━━━ Data to use ━━━
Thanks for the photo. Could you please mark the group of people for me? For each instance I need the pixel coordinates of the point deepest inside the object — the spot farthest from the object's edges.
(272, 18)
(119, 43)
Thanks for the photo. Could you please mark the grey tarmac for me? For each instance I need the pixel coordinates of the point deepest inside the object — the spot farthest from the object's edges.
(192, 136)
━━━
━━━ Data to use ━━━
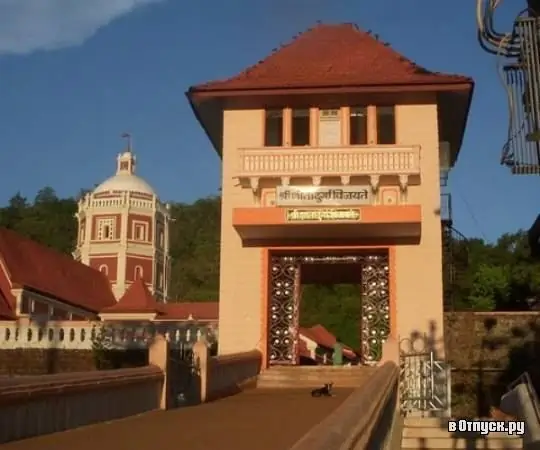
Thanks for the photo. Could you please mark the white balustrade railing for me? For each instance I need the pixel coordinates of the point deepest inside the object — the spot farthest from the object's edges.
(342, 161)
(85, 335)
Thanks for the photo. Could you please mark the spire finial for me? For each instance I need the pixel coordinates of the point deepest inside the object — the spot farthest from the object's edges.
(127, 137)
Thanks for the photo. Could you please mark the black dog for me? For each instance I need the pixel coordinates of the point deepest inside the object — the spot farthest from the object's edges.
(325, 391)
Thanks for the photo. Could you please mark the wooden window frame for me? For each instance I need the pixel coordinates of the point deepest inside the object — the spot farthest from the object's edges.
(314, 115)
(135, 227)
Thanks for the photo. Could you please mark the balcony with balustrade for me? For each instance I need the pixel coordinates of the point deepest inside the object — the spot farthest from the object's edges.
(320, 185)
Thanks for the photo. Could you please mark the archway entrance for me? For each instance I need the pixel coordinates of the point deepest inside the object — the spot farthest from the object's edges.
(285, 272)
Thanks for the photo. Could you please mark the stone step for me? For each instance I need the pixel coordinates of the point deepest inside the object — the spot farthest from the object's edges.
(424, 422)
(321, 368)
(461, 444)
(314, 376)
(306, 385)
━━━
━━━ Data to use ━━━
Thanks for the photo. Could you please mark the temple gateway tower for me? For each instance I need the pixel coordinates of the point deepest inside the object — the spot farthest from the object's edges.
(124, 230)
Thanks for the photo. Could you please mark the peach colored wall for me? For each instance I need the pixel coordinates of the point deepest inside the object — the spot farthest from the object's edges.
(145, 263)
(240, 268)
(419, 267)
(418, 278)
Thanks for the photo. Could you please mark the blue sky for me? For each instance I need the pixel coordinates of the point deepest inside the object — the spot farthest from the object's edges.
━━━
Work to be completed:
Word for word, restate the lines of the data above that fall between the line holding "Thanks for the photo. Could you please mark the peach" and the line holding "Thanks for the photo. Could you please mark the blue", inclusive, and no other lines.

Exercise response:
Thanks for the photo. Could you please mark the peach colored wall for me? For each instance I need the pixel coordinates of the point deepest inside the object — the spot farthest from the object's edges.
(145, 263)
(240, 268)
(419, 267)
(418, 278)
Thanks for the photo. Could you please mark the blue sky for me? For each instance I need the pixel coordinates of the point deepest inside the object — the spot farthest from the object's edges.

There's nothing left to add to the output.